_Work instructions_
1. In the peptide design abstract, what method do the researchers rely on most to check their structure-based approaches?
2. List the in vitro assays named in the peptide design abstract.
3. Swap "potent" for "promising" in the peptide design abstract, and write out everything from "Results: To validate" down to "range [1, 2, 3].".

-------- Source extract --------

Background: Many proteins are considered ‘undruggable’ because of their large, flat, and featureless target interfaces. Constrained peptides, which fill a gap between classical small molecules and large antibody therapeutics, have potential to inhibit these challenging protein targets with high specificity. However, effective design strategies to capture the therapeutic potential of peptides are still needed to enable development of new drugs leads and for their translation.
Aims and Methods: We employ approaches guided by structure. (i) The first approach involved analysis of target surface structure to identify cryptic sites and further optimisation to improve stability [1, 2]. (ii) The second approach was based on structure mimicry of an endogenous binding partner and grafting onto an ultrastable disulfide-rich peptide scaffold [3]. We investigated two difficult-to-inhibit targets, PCSK9 for lowering cholesterol and preventative cardiovascular care, and PD-L1 for modulation of immune checkpoint inhibitors and cancer treatment.
Results: To validate our structure-based approaches we heavily rely on solution NMR. Activity was validated using a series of in vitro (SPR, ITC, ELISA), cellular, and in vivo assays. We successfully generated potent lead peptides with affinities in the pico- to nanomolar range [1, 2, 3].

-------- Provided information --------

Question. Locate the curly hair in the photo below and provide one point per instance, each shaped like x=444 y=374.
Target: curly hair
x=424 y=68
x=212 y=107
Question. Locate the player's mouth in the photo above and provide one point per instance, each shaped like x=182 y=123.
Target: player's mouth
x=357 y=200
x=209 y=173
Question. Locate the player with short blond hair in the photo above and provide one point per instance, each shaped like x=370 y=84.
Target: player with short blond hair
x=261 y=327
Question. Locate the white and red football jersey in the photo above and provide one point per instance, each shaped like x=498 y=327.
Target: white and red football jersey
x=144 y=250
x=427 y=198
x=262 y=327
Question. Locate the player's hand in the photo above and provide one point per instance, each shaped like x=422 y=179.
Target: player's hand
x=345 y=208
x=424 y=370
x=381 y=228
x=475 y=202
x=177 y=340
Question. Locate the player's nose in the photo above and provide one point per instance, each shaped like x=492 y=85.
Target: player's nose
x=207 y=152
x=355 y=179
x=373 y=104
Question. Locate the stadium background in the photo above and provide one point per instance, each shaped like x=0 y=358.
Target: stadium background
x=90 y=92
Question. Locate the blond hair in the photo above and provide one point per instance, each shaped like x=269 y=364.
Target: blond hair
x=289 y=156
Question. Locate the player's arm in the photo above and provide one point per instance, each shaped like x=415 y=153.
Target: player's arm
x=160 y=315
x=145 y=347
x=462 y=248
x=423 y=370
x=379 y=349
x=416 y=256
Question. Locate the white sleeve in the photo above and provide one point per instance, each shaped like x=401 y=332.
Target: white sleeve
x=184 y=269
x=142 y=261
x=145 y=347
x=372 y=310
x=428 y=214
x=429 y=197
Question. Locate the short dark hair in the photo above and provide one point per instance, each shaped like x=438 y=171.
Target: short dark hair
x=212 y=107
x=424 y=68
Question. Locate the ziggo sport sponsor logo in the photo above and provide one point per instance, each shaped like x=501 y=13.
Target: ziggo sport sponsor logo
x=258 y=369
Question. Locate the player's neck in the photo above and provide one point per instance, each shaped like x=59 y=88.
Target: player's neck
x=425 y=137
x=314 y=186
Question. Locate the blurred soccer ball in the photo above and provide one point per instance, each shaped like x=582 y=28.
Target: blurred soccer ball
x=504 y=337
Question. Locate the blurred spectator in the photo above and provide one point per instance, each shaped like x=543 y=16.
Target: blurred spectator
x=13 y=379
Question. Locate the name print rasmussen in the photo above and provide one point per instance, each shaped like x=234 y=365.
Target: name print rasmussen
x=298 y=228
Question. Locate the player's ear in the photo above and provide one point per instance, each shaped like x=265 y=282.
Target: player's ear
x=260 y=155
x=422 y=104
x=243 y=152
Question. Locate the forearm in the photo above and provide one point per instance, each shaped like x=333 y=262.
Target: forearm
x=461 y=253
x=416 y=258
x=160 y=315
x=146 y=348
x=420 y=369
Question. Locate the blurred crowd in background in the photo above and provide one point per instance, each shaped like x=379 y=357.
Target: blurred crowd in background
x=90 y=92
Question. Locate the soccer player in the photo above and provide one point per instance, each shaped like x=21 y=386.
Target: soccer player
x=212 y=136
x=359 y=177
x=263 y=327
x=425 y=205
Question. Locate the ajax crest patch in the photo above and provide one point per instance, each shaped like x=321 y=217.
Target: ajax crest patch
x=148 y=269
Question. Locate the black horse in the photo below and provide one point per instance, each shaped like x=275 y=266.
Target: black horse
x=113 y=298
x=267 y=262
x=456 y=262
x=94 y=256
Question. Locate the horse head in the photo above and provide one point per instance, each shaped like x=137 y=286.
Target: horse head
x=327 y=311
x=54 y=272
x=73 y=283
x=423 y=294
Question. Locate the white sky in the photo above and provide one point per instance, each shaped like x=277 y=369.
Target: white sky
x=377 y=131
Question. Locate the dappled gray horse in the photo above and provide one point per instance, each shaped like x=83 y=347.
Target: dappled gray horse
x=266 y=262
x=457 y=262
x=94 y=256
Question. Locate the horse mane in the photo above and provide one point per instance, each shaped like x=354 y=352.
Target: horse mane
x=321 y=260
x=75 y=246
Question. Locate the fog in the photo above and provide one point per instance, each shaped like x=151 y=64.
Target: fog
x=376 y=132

--------

_Solutions per task_
1. Solution NMR

2. SPR, ITC, ELISA

3.
Results: To validate our structure-based approaches we heavily rely on solution NMR. Activity was validated using a series of in vitro (SPR, ITC, ELISA), cellular, and in vivo assays. We successfully generated promising lead peptides with affinities in the pico- to nanomolar range [1, 2, 3].